#### SELECTION

'''

Re: POC: enable logical decoding when wal_level = 'replica' without a server restart

From: shveta malik <shveta(dot)malik(at)gmail(dot)com>
To: Masahiko Sawada <sawada(dot)mshk(at)gmail(dot)com>
Cc: Amit Kapila <amit(dot)kapila16(at)gmail(dot)com>, Peter Smith <smithpb2250(at)gmail(dot)com>, "Hayato Kuroda (Fujitsu)" <kuroda(dot)hayato(at)fujitsu(dot)com>, Ashutosh Bapat <ashutosh(dot)bapat(dot)oss(at)gmail(dot)com>, Shlok Kyal <shlok(dot)kyal(dot)oss(at)gmail(dot)com>, Bertrand Drouvot <bertranddrouvot(dot)pg(at)gmail(dot)com>, PostgreSQL-development <pgsql-hackers(at)postgresql(dot)org>, shveta malik <shveta(dot)malik(at)gmail(dot)com>
Subject: Re: POC: enable logical decoding when wal_level = 'replica' without a server restart
Date: 2025-12-01 09:14:04
Message-ID: CAJpy0uDtOPZpjF2Ve9AOY0ug31NUwqHUyTC8+nAne4wD30vjSw@mail.gmail.com
Views: Whole Thread | Raw Message | Download mbox | Resend email
Thread:
Lists: pgsql-hackers

On Mon, Dec 1, 2025 at 11:48 AM Masahiko Sawada <sawada(dot)mshk(at)gmail(dot)com> wrote:
>
> On Thu, Nov 27, 2025 at 11:00 PM shveta malik <shveta(dot)malik(at)gmail(dot)com> wrote:
> >
> > On Thu, Nov 27, 2025 at 4:33 PM shveta malik <shveta(dot)malik(at)gmail(dot)com> wrote:
> > >
> > > A few more comments:
> > >
> > >
> > > 10)
> > > +# Promote standby3, increasing effective_wal_level to 'logical' as
> > > its wal_level
> > > +# is set to 'logical'.
> > > +$standby3->promote;
> > > +
> > > +# Check if effective_wal_level is increased to 'logical' on the
> > > cascaded standby.
> > > +$standby3->wait_for_replay_catchup($cascade);
> > > +test_wal_level($cascade, "replica|logical",
> > > + "effective_wal_level got increased to 'logical' on standby as the
> > > new primary has wal_level='logical'"
> > > +);
> > >
> > > The message is slightly confusing due to usage of both 'standby' and
> > > 'new primary'. Can we make it:
> > > effective_wal_level got increased to 'logical' as the new primary has
> > > wal_level='logical'
> > >
> >
> > Upon reconsideration, we can keep it as is. I understand the intent now.

'''

#### DATA RECORDS
'''

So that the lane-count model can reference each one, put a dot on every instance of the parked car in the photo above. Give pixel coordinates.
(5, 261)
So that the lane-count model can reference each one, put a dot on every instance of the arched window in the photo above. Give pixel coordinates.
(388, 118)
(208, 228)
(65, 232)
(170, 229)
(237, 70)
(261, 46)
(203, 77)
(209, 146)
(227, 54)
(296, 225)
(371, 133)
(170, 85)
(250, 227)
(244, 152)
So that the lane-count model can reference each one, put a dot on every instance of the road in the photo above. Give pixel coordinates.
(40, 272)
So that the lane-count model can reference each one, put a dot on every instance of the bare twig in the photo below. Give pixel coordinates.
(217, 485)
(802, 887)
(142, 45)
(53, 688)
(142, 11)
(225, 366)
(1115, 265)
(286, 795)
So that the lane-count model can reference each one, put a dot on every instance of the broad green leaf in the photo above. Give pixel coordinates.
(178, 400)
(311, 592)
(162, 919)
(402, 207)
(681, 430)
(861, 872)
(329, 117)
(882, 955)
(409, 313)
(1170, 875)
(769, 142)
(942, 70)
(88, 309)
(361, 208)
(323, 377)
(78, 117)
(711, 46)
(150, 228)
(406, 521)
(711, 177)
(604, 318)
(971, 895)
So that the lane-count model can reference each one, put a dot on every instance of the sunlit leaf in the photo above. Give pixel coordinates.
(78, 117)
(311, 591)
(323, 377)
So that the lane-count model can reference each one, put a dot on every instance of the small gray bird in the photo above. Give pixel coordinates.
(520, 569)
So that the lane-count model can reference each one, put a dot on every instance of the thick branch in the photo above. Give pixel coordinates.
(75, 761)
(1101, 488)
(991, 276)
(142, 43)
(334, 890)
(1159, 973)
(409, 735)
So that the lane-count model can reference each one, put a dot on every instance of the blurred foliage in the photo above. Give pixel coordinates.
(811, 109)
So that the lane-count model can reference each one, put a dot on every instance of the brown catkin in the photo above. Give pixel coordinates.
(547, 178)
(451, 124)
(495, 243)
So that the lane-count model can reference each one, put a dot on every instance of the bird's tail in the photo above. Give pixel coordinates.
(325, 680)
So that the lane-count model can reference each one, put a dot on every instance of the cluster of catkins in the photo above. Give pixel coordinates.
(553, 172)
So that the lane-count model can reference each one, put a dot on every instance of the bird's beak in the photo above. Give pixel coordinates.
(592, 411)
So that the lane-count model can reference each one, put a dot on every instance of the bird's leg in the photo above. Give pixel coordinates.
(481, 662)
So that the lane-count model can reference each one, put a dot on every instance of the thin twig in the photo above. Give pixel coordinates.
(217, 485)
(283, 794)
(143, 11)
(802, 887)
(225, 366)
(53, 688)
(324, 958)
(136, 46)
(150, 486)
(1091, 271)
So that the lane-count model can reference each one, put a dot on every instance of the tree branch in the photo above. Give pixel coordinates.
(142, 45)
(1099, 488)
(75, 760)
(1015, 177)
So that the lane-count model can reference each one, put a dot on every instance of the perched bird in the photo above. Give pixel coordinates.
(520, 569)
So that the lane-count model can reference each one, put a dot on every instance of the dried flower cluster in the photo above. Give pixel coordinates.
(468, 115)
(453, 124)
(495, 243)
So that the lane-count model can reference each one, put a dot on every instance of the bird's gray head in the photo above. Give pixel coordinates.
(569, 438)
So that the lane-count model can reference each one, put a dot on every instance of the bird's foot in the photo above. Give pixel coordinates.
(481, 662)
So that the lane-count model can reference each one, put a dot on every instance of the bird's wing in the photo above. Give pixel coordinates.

'''

Answer these questions about the mailing-list message:
1. On what date was the message sent?
2. In comment 10, which two terms does the reviewer say make the test message confusing?
3. What does the reviewer decide about that message after reconsidering?

1. 2025-12-01
2. 'standby' and 'new primary'
3. To keep it as is.